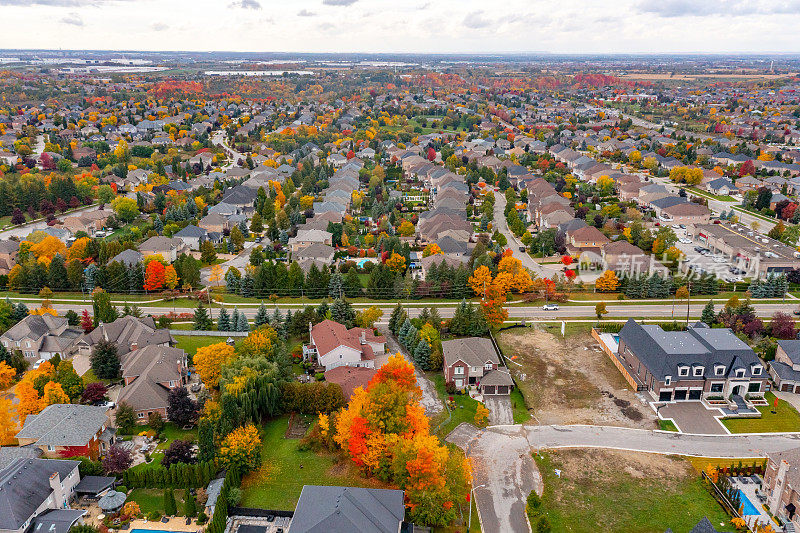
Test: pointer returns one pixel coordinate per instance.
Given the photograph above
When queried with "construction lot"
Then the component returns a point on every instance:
(571, 381)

----

Copy all of the lines above word for word, omitting the picture from your reproduction.

RESPONSE BELOW ::
Test: pointer returns one pixel coordinate per instance.
Given the photograph above
When queried with "construction lot"
Then the component returns a point on every instance:
(571, 381)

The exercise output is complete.